STATED EXERCISE: Copy every line of the records below word for word, leaving out the pictures.

TASK INPUT:
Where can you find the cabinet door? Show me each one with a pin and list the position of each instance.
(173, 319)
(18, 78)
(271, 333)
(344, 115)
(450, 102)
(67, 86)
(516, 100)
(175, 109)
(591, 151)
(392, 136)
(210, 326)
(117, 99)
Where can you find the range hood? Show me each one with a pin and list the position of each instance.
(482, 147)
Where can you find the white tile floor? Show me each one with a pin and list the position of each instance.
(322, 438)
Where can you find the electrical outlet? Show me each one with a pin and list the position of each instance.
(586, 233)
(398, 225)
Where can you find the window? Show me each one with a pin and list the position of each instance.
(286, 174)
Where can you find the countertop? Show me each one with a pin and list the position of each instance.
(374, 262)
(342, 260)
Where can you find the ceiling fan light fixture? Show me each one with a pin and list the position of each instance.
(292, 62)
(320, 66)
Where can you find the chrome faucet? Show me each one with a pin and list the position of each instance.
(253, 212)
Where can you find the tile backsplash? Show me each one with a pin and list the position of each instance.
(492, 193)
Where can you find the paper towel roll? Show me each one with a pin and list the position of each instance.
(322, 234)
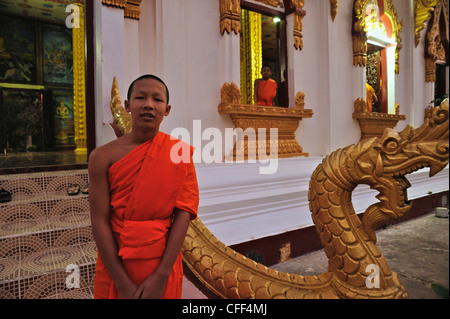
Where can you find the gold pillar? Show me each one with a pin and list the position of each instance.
(251, 54)
(79, 82)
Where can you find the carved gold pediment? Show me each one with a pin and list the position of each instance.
(422, 13)
(373, 124)
(132, 9)
(437, 37)
(359, 36)
(349, 244)
(230, 16)
(254, 117)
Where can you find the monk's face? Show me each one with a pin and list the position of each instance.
(148, 104)
(266, 72)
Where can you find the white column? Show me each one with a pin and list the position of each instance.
(110, 63)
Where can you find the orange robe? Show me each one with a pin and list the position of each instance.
(145, 187)
(267, 90)
(369, 96)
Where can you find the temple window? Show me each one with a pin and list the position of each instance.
(263, 42)
(381, 50)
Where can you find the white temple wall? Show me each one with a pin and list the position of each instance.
(180, 41)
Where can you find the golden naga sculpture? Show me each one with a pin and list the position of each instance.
(349, 244)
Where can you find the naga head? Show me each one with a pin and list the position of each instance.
(385, 161)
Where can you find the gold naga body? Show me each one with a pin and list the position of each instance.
(349, 243)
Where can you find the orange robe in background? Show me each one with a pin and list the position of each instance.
(369, 96)
(267, 90)
(145, 187)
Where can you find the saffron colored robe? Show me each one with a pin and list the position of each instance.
(369, 96)
(267, 90)
(145, 187)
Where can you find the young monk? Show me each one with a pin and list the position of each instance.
(141, 202)
(265, 88)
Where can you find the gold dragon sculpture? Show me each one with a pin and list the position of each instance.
(349, 242)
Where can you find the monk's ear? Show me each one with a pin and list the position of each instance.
(168, 108)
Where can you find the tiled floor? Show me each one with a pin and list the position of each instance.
(38, 161)
(43, 231)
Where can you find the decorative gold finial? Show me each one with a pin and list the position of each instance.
(122, 118)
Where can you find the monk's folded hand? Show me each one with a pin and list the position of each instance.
(152, 287)
(127, 291)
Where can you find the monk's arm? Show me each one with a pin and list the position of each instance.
(99, 199)
(154, 285)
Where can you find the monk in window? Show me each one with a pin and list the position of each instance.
(265, 88)
(371, 97)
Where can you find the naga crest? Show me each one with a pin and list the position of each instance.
(349, 244)
(382, 163)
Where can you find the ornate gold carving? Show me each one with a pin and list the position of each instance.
(350, 245)
(244, 116)
(437, 35)
(132, 9)
(115, 3)
(79, 82)
(334, 7)
(122, 118)
(230, 16)
(397, 29)
(422, 13)
(373, 124)
(300, 101)
(251, 54)
(359, 36)
(230, 94)
(273, 3)
(299, 13)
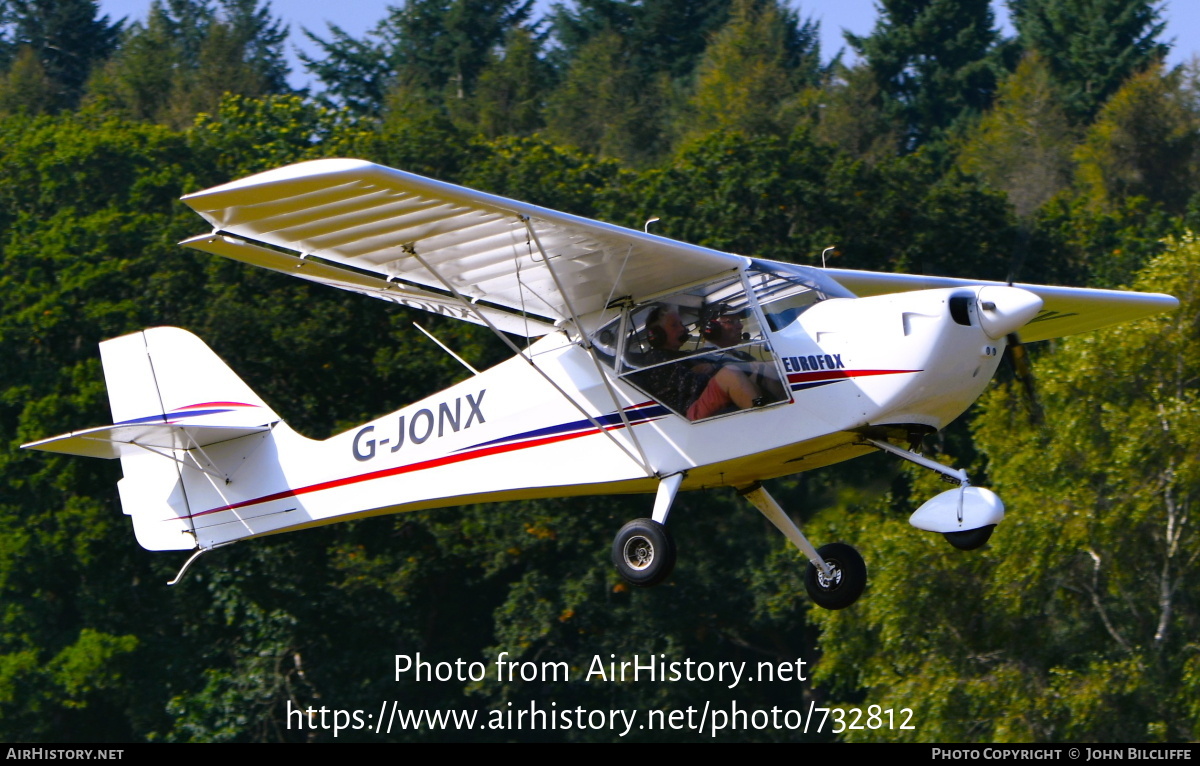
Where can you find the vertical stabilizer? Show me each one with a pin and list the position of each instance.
(169, 378)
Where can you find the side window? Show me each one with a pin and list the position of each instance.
(701, 353)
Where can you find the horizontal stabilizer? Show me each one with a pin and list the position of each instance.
(114, 441)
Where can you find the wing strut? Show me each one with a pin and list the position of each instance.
(587, 346)
(508, 342)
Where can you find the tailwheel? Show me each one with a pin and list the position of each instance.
(643, 552)
(845, 582)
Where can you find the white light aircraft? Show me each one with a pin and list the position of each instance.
(645, 365)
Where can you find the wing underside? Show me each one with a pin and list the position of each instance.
(411, 239)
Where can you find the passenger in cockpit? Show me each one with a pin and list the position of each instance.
(699, 387)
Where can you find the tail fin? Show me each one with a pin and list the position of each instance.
(171, 396)
(167, 375)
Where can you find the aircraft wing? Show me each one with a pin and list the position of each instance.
(402, 237)
(1065, 310)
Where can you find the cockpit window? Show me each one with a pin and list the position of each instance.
(786, 291)
(700, 352)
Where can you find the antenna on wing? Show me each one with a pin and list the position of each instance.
(826, 251)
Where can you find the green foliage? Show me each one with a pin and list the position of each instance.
(933, 60)
(747, 67)
(1145, 143)
(1075, 623)
(1092, 46)
(69, 37)
(436, 48)
(187, 55)
(1023, 145)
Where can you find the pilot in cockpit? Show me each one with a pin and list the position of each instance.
(700, 387)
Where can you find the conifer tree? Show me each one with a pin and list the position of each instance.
(933, 60)
(1092, 46)
(438, 47)
(753, 67)
(69, 37)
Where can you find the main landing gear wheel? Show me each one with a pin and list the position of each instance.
(846, 581)
(970, 539)
(643, 552)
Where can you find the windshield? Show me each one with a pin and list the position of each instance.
(785, 291)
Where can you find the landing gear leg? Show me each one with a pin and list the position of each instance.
(643, 550)
(837, 574)
(965, 516)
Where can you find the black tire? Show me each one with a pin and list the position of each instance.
(643, 552)
(849, 576)
(970, 539)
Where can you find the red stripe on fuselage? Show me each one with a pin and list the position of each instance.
(829, 375)
(400, 470)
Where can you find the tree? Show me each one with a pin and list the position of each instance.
(1091, 46)
(433, 47)
(753, 67)
(1144, 143)
(931, 58)
(1023, 145)
(663, 36)
(513, 87)
(187, 55)
(69, 37)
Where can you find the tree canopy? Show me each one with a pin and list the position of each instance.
(945, 150)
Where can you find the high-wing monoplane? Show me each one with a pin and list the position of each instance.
(641, 364)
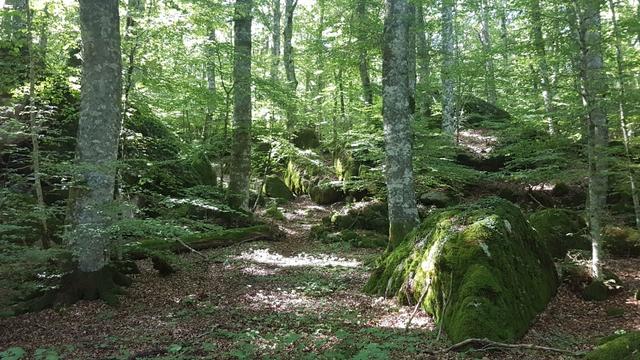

EXERCISE RESULT:
Where can you find the cabinet door? Show me each one with a pin and list the position of each instance.
(173, 319)
(18, 78)
(271, 333)
(344, 115)
(450, 102)
(67, 86)
(516, 100)
(175, 109)
(591, 151)
(392, 136)
(210, 326)
(117, 99)
Where can you find the range hood? Show me each one with a pin and list the position of each instance.
(482, 147)
Where can you find the white tile floor? Show me each one with a pin and list the position of each instance.
(322, 438)
Where can you find the electrical outlet? Show me each one with a pin and list the position of each instance.
(586, 233)
(398, 225)
Where can you find the window? Show me each one with a pin and list the position of each instance.
(286, 174)
Where can you find the countertop? Show me each one with a pin and list the position of each instance.
(374, 262)
(342, 260)
Where can you find the ceiling fan light fixture? Show me each one with a pin and list the position of each instance.
(292, 62)
(320, 66)
Where can you find the chrome faucet? Show me each one with a pin and list the position of each instance.
(253, 212)
Where can you find the tile backsplash? Show me each one with a pin and list the position of each instance.
(492, 193)
Where can you find the paper towel roll? Show me each one with a pin and list the position of each instance.
(322, 234)
Where can you find the gold pillar? Show me each one with a pin and list the position of each instance.
(251, 54)
(79, 82)
Where can you find the carved gold pediment? Show me each one with a pin and list the position of each instance.
(422, 13)
(373, 124)
(132, 9)
(437, 37)
(359, 36)
(349, 244)
(230, 16)
(254, 117)
Where can you find the monk's face? Show me each one with a pin and list the position of each instance.
(148, 104)
(266, 72)
Where can you find the white column? Show me each one with a pin and list the position of each instance.
(110, 63)
Where can you find the orange robe? Show me each one with a pin and list the position of each instance.
(145, 187)
(267, 90)
(369, 96)
Where can you find the temple window? Show me each one with a pin and list the position of each instance.
(263, 42)
(381, 50)
Where can you find the white temple wall? Show me each one with a pin and list the position of each instance.
(180, 41)
Where can you find the golden naga sculpture? Show me each one with a pin and list the position of each instance.
(349, 244)
Where can you find the naga head? Show me each one with a pin and list the position of each instance.
(385, 161)
Where can you find the gold naga body? Show me each one with a pin and list the position of each instance.
(349, 243)
Where can you find the orange robe in background? Show me each one with a pin and list the position of each instance.
(369, 96)
(267, 90)
(145, 187)
Where can you find the saffron colored robe? Show me each one with a pin and list the position of each instance.
(369, 96)
(267, 90)
(145, 187)
Where can you find the young monk? Show me each one with a pin and list the position of each instance.
(141, 202)
(265, 88)
Where can you find the gold dragon sculpture? Show me each one with a pin and list the position of each instance.
(349, 242)
Where can you find the monk's ear? Show me each one with a pin and list the position of each instance.
(168, 108)
Where can you find the tiled floor? Show me each one with a pin and list the position of each instance.
(38, 161)
(43, 231)
Where can you find the decorative gold finial? Show me each one with a pin and list the position of each instance.
(122, 118)
Where can you find the monk's folded hand? Show me each one with a pin and list the position of each instance.
(152, 287)
(127, 291)
Where can you find the monk's arm? Show me each one with a pin and list the position of each instance.
(99, 199)
(154, 285)
Where can you find the monk in window? Show me each one with a pin and list the position of each instance.
(265, 88)
(371, 97)
Where can you find the naga crest? Show me each one with a pin and list the position of each instance.
(349, 244)
(382, 163)
Where can you find the ornate gold carving? Show me each one with a pin and list the position of each instance.
(350, 245)
(244, 116)
(437, 35)
(132, 9)
(115, 3)
(79, 82)
(334, 7)
(122, 118)
(230, 16)
(397, 29)
(422, 13)
(373, 124)
(300, 101)
(251, 54)
(359, 36)
(230, 94)
(273, 3)
(299, 13)
Where can you find the vertical stabilizer? Show me each one with a pin and list the position of each instance.
(169, 378)
Where can you find the side window? Show me each one with a pin and list the position of each instance.
(701, 353)
Where can you find the horizontal stabilizer? Show me each one with a pin and list the position of each instance.
(114, 441)
Where can you find the wing strut? Show me each one with a pin and list the position of each instance.
(587, 346)
(508, 342)
Where can you find the tailwheel? Show me each one with a pin and list the position of each instance.
(643, 552)
(845, 582)
Where can you find the white light aircraft? Show me each one with a pin and list the position of each instance.
(645, 365)
Where can you find the wing underside? Show me each one with a pin and list the position of each instance.
(411, 239)
Where can you find the passenger in cockpit? Show me each one with a pin and list the position of each instance.
(699, 387)
Where can you find the tail fin? Show me each one with a pin and list the position of each instance.
(171, 396)
(167, 375)
Where can you find the aircraft wing? Show me each one with a pin and list the position of each instance.
(402, 237)
(1065, 310)
Where can you find the cockpit window? Show me each one with a pin and list the position of each instance.
(786, 291)
(700, 352)
Where can you find the antenna on wing? Show me each one with a pin and list the position of each instance.
(826, 251)
Where can you find the green foliage? Show me each one with a pin and list the position of each instance.
(933, 60)
(747, 67)
(1145, 143)
(1075, 623)
(1092, 46)
(69, 37)
(436, 48)
(187, 55)
(1023, 145)
Where can you find the pilot in cockpit? Show me each one with a pin and list the position of each instance.
(700, 387)
Where can you find the conifer tree? Show me each one with a pin and list the position of each instance.
(933, 60)
(1092, 46)
(438, 47)
(753, 67)
(69, 37)
Where can you find the main landing gear wheel? Show me each one with a pin and list the position of each instance.
(846, 581)
(970, 539)
(643, 552)
Where can you find the windshield? Show me each one with a pin and list the position of each instance.
(785, 291)
Where can you find the landing gear leg? Show me each one with a pin and list the position of each instance.
(643, 550)
(837, 574)
(965, 516)
Where can you find the black tire? Show me each one with a pin and list the position of each instance.
(643, 552)
(849, 576)
(970, 539)
Where can you find the red stripe on fuselage? Show me each one with a pin and list the position of each instance.
(829, 375)
(400, 470)
Where can you find the tree? Show me each one with a pin and list the position of each instance.
(1091, 46)
(433, 47)
(753, 67)
(1144, 143)
(931, 58)
(1023, 145)
(663, 36)
(513, 87)
(187, 55)
(69, 37)
Where can you find the tree canopy? Show me each one with a pin and list the position of each instance.
(945, 150)
Where can you find the high-wing monoplane? Show me each one with a pin and list the position of each instance.
(641, 364)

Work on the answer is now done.